▶ Data provided:
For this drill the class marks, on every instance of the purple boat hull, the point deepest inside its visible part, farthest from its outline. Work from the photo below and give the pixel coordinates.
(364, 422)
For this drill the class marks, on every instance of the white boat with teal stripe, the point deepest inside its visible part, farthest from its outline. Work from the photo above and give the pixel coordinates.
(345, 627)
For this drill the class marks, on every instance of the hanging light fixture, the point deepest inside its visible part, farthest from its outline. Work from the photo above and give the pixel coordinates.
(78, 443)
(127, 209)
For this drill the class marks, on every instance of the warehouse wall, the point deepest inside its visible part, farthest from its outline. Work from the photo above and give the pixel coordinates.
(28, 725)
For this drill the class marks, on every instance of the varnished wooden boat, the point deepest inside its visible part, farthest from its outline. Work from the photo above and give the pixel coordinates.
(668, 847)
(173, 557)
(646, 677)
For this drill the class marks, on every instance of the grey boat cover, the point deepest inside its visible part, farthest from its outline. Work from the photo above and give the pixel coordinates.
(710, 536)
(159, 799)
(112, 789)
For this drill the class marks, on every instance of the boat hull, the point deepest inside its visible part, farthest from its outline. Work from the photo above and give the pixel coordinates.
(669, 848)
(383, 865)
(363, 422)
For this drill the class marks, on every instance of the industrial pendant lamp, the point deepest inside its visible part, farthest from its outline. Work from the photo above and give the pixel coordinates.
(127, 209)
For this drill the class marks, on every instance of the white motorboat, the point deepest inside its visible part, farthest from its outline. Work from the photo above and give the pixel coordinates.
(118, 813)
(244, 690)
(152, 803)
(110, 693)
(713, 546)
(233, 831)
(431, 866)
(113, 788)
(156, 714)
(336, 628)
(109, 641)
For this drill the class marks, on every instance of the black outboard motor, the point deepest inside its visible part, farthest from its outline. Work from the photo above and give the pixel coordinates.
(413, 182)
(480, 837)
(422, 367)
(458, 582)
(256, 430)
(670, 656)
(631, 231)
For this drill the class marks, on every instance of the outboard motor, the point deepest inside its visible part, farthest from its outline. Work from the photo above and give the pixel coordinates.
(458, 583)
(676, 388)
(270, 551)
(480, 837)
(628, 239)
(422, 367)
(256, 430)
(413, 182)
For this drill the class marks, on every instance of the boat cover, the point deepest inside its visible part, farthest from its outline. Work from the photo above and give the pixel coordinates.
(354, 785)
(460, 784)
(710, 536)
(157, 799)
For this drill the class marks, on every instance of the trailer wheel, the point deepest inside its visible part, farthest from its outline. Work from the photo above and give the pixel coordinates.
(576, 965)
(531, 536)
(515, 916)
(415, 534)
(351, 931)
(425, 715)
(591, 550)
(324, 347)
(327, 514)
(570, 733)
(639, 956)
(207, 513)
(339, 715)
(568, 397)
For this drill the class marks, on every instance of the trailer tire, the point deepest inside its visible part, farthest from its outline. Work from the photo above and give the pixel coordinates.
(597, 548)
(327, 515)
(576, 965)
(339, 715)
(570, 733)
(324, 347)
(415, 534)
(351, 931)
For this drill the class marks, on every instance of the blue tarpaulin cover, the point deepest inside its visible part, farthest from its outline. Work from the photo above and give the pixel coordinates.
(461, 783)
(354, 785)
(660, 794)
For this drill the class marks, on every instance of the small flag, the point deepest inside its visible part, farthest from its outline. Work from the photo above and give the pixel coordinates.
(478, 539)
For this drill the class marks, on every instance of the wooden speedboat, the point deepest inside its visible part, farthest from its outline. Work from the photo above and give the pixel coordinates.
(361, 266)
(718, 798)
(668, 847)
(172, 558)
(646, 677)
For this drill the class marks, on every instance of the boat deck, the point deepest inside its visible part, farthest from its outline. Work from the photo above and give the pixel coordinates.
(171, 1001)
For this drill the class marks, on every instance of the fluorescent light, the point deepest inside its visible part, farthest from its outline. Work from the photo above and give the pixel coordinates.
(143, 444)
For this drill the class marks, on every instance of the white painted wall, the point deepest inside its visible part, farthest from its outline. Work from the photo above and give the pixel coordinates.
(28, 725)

▶ Task directions: Copy the data above word for word, from the line that contains "of the outboard" through the line that contains "(171, 1001)", including both of those lines.

▶ Exercise answer:
For this drill the class marks, on every instance of the outboard motor, the point deepest inside its visible part, farthest from its outline. Work from the photo above and give the pixel coordinates.
(458, 583)
(676, 388)
(270, 551)
(480, 837)
(628, 239)
(422, 367)
(256, 430)
(413, 182)
For this drill the class marks, on every instance of the boat cover, the point deepest inside its visible part, farthest from its outline. Work from the photo above and give the pixel coordinates.
(354, 785)
(460, 784)
(710, 536)
(157, 799)
For this drill the class marks, on every instance of the trailer wheel, the point deepest inside its visible part, farthest from its outline. Work from the photo above and give the pixel coordinates.
(576, 965)
(531, 536)
(515, 916)
(415, 534)
(351, 931)
(425, 715)
(591, 550)
(324, 347)
(327, 514)
(570, 733)
(639, 956)
(207, 513)
(339, 715)
(568, 397)
For this drill the class marks, on every instance of the trailer tire, the point deepest inside its visible part, farthest from its outline. Work from the photo above and give the pixel coordinates.
(597, 548)
(327, 515)
(576, 965)
(339, 715)
(570, 733)
(324, 347)
(415, 534)
(351, 931)
For this drill the class marks, on every instance of the blue tarpaulin cover, the point deepest inside its visible part, farthest from its outline. Work from the photo above and give the pixel coordinates.
(461, 783)
(354, 785)
(660, 794)
For this drill the class marks, on every instance of the small flag, the point deepest inside its visible part, farthest from its outline. Work from the photo above and give the pixel coordinates.
(478, 539)
For this drill the class marks, on every instance of the wooden speedboat, the point deepest inside its visible part, farthest from its outline. Work from the photo above and give the pixel coordinates.
(361, 266)
(718, 798)
(668, 847)
(172, 558)
(646, 677)
For this drill the class marks, on every instance of the boat deck, the point deepest inside its visible part, farthest from its outline. Work from the photo above and give the pixel coordinates.
(171, 1001)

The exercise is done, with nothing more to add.